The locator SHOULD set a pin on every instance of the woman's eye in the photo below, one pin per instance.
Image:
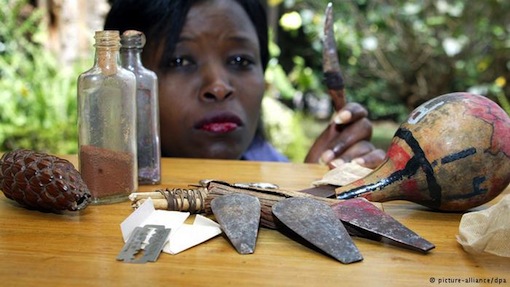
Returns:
(180, 62)
(241, 62)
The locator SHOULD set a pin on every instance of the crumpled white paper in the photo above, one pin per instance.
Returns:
(182, 236)
(487, 230)
(343, 174)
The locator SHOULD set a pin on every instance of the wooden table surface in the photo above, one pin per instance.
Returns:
(44, 249)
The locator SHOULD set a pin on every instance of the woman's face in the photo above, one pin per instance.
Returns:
(211, 91)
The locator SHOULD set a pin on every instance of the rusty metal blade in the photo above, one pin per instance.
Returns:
(316, 222)
(364, 219)
(239, 217)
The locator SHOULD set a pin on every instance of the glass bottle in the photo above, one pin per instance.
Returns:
(148, 141)
(107, 124)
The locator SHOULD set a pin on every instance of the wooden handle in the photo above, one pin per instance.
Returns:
(198, 200)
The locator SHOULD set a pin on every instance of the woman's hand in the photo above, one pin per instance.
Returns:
(345, 139)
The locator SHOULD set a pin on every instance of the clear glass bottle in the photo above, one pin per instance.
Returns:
(148, 141)
(107, 124)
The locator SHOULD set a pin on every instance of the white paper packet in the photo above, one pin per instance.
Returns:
(487, 231)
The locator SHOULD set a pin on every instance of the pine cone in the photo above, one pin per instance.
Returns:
(43, 182)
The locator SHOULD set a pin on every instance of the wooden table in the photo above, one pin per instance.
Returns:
(42, 249)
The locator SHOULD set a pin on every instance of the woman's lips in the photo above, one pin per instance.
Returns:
(221, 123)
(224, 127)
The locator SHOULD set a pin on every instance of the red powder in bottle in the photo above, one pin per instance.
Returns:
(108, 174)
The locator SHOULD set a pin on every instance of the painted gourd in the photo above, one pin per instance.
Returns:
(452, 154)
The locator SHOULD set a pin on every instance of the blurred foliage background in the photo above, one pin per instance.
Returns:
(395, 55)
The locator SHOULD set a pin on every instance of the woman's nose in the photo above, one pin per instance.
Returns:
(217, 85)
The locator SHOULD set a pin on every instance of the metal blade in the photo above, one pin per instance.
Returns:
(316, 222)
(239, 216)
(369, 221)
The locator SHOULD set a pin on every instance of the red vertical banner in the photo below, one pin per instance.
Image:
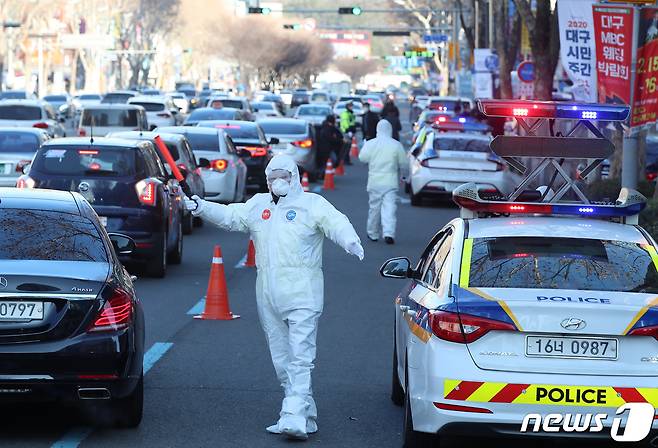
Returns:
(645, 100)
(613, 30)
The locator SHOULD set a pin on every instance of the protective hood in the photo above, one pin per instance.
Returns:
(285, 162)
(384, 129)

---------------

To do
Exact copy, no pictures: set down all the entries again as they stand.

Solution for this problem
The locator SHOULD set a pin on every instance of the woman's eye in the photo below, one pin per instance.
Image:
Returns:
(180, 62)
(241, 62)
The locator SHOULD set a pin on every instance of the crumpled white paper in the photo above, one pin per instance.
Returns:
(182, 236)
(487, 230)
(343, 174)
The locator SHOULD set a pin on every instance of the wooden table surface in the photo above, one pin per instance.
Returns:
(44, 249)
The locator SHOULD set a pin on every instance of the woman's face in the photo above, one pin per instance.
Returns:
(211, 91)
The locator SHOULD set a pin on every instance of the rusty metal blade in the photo above, one pin per instance.
Returns:
(316, 222)
(364, 219)
(239, 217)
The locator SHOULD set a pin on every instance of the glass bottle in the photo above, one pin per instance.
Returns:
(148, 141)
(107, 124)
The locator SHOULD set a pin on every instance of the wooden handle in the photo above, one pin per instance.
Returns:
(198, 200)
The locator SHOULD set a pin on every instance of the woman's hand in the photo above, one pin per instance.
Returns:
(345, 139)
The locator SHOULD set a pin on every instance of the clear glass bottle in the photo above, one pin per instance.
Returns:
(148, 141)
(107, 124)
The locator SHOULD set a pin on every instance of the white paper packet in the photo above, one pin per instance.
Returns:
(487, 231)
The locator SHOULD set a pin on every instance of the pine cone in the photo above, one pin per instance.
Returns:
(43, 182)
The locator SHOULD set a pin on every instance of the wooden table in the photo above, one pin per instance.
Returns:
(42, 249)
The locator SHOULD set a pin on every instance of the woman's lips in the photo above, one pin per instance.
Returns:
(221, 123)
(224, 127)
The locator SHOULD set a pin on every instance of the red powder in bottle in the photo above, one pin per instance.
Returns:
(108, 174)
The locator SHOULD set a pin on every instance of the painted gourd in the photo above, one pin per instance.
Returns:
(452, 154)
The locator SHOULD set a pin on every instance of the blurred foliage background in the photo above, one pin per instance.
Returns:
(395, 55)
The locator SHOULD set a pin on every instance of the woman's nose in the photo above, one pin per instance.
Returns:
(217, 85)
The locator SHOULD set a pin on every instance of the metal blade in the photo above, one pin per instance.
Returns:
(316, 222)
(239, 216)
(369, 221)
The locator SHOULD set a pin on every instance of the red vertical banner in the photo below, one pin per instance.
Image:
Returns:
(645, 100)
(613, 30)
The locator SHOULD set a pin on every instance of the protective hood in the photo above, one pin per instance.
Returns:
(285, 162)
(384, 129)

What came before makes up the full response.